## SET TASK
Reproduce, word for word, the stretch of the items below from the line containing "Accessibility service: describe the location of lake" through the line containing "0,111 -> 400,267", omitting any picture from your answer.

## PROVIDED ENTRIES
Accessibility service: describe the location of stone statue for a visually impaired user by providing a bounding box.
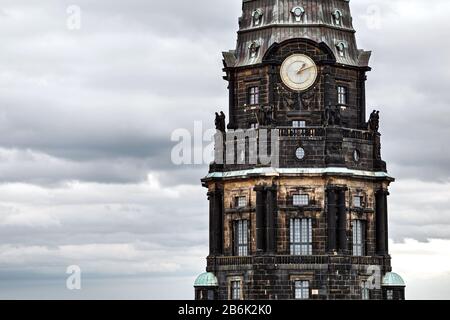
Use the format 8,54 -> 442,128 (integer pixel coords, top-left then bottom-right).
259,106 -> 275,126
324,105 -> 341,126
276,85 -> 295,110
368,110 -> 380,132
214,111 -> 226,132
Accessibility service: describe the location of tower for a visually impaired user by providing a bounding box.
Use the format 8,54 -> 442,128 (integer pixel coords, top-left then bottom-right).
195,0 -> 405,300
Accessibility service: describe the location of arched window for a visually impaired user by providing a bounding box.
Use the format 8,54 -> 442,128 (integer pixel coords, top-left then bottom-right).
336,41 -> 348,57
248,40 -> 261,58
331,9 -> 342,26
252,9 -> 264,27
291,7 -> 305,22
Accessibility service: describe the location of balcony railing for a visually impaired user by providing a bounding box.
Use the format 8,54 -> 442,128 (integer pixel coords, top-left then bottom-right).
280,127 -> 325,138
279,127 -> 373,141
343,129 -> 373,141
208,255 -> 384,266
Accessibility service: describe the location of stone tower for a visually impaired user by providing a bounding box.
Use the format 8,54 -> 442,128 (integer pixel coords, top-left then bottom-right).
195,0 -> 405,300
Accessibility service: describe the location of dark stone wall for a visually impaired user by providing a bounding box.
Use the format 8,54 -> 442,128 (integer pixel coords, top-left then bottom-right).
227,39 -> 367,129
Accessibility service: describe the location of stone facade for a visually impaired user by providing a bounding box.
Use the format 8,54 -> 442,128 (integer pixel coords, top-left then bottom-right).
195,0 -> 404,300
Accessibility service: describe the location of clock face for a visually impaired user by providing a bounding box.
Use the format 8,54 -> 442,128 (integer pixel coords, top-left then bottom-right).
281,54 -> 318,91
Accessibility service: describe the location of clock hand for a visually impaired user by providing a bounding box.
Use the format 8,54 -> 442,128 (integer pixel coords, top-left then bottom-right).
297,63 -> 306,74
297,66 -> 314,74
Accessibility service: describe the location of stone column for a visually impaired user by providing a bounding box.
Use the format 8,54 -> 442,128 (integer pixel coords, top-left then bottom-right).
266,186 -> 277,253
208,189 -> 223,256
375,189 -> 388,256
254,186 -> 266,254
227,72 -> 237,130
337,189 -> 348,254
327,188 -> 337,252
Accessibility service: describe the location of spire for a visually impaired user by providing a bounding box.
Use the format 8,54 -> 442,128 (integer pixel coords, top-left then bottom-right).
230,0 -> 370,67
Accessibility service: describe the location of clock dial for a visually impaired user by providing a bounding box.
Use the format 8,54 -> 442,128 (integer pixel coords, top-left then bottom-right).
280,54 -> 318,91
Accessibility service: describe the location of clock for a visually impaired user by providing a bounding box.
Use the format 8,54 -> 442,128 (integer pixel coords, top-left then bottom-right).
280,54 -> 318,91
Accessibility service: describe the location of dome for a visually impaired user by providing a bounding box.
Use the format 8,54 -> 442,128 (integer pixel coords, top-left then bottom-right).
194,272 -> 219,287
382,272 -> 406,287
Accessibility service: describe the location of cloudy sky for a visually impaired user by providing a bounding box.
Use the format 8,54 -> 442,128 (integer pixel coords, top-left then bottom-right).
0,0 -> 450,299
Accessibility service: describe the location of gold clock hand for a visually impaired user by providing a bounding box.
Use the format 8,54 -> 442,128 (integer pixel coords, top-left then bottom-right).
297,63 -> 306,74
297,66 -> 314,74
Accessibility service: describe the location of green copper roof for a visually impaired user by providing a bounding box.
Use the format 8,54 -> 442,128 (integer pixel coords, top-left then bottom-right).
382,272 -> 406,287
194,272 -> 219,287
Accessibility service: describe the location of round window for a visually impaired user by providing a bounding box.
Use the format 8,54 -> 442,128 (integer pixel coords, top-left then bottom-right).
295,148 -> 305,160
353,150 -> 361,162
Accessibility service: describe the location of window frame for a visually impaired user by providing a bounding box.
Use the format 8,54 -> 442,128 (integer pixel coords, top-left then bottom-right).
247,86 -> 261,106
386,289 -> 394,300
289,218 -> 313,256
361,287 -> 370,300
230,279 -> 242,300
352,195 -> 364,209
352,219 -> 367,257
234,196 -> 247,209
292,120 -> 306,129
233,219 -> 250,257
292,193 -> 310,207
294,280 -> 311,300
336,84 -> 348,106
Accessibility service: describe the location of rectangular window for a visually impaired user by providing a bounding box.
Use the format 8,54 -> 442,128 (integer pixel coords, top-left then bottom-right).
386,290 -> 394,300
292,120 -> 306,128
295,280 -> 309,300
338,86 -> 347,105
248,87 -> 259,105
234,197 -> 247,208
361,288 -> 370,300
231,281 -> 241,300
352,220 -> 366,257
353,196 -> 362,208
234,220 -> 248,257
290,219 -> 312,256
292,194 -> 309,206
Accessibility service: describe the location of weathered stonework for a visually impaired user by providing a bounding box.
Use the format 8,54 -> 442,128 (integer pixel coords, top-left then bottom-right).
197,0 -> 404,300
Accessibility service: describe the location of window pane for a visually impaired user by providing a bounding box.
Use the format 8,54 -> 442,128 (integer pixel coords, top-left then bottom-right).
248,87 -> 259,104
295,281 -> 309,299
236,197 -> 247,208
293,194 -> 309,206
352,220 -> 365,256
292,120 -> 306,128
231,281 -> 241,300
353,196 -> 362,208
236,220 -> 248,256
290,219 -> 312,255
338,86 -> 347,104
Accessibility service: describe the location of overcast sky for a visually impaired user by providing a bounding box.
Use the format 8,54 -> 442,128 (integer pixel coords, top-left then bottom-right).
0,0 -> 450,299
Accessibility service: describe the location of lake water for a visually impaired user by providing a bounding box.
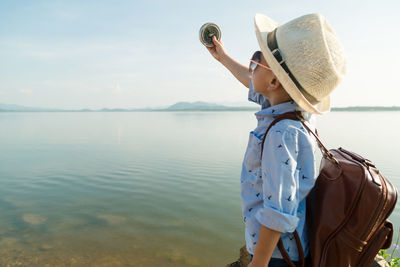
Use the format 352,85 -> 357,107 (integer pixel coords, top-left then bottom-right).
0,111 -> 400,267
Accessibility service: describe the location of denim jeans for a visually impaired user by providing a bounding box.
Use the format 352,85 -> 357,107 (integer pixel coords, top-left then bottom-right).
250,254 -> 298,267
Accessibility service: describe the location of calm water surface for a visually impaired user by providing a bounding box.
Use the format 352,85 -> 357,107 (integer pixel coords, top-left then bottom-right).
0,111 -> 400,266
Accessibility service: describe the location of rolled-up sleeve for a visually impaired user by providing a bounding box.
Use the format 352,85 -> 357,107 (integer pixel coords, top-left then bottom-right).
255,127 -> 299,232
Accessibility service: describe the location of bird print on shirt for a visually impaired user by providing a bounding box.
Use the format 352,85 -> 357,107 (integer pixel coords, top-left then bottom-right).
241,97 -> 316,257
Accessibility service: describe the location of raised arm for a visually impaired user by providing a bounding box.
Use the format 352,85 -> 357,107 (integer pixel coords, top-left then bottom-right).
206,36 -> 251,88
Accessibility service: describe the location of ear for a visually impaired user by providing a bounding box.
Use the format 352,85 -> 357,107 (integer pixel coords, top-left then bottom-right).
268,75 -> 281,90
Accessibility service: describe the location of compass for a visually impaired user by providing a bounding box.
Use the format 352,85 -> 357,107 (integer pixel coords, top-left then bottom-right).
199,22 -> 221,47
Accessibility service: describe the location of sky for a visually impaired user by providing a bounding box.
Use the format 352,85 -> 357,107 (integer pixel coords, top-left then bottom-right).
0,0 -> 400,109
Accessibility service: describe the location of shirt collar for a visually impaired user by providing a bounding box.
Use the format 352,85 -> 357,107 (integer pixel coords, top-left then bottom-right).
254,100 -> 301,118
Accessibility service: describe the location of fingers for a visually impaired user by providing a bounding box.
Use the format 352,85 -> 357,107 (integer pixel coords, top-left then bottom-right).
212,35 -> 219,45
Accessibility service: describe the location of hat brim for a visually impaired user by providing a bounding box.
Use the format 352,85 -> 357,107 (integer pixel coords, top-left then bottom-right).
254,13 -> 331,114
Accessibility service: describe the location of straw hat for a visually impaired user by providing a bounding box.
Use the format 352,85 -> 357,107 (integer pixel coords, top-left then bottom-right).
254,13 -> 346,114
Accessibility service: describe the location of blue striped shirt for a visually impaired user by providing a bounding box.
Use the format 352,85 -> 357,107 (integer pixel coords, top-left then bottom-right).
241,87 -> 318,261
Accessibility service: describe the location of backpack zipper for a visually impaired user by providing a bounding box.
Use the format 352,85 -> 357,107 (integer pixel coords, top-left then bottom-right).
339,147 -> 387,240
319,151 -> 366,267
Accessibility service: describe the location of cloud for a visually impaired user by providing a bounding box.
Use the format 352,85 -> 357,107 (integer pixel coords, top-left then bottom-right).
112,83 -> 121,95
19,89 -> 33,95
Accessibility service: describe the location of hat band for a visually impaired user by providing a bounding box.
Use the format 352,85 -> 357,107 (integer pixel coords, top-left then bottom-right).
267,28 -> 320,105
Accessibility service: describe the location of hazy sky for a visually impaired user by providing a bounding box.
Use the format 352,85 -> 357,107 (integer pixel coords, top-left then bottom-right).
0,0 -> 400,109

## RESPONSE
Accessibility service: describe the location of lake water for a visually impaired user by providing a bounding box.
Use the format 352,85 -> 357,107 (integer pixel coords, top-left then bottom-right).
0,111 -> 400,267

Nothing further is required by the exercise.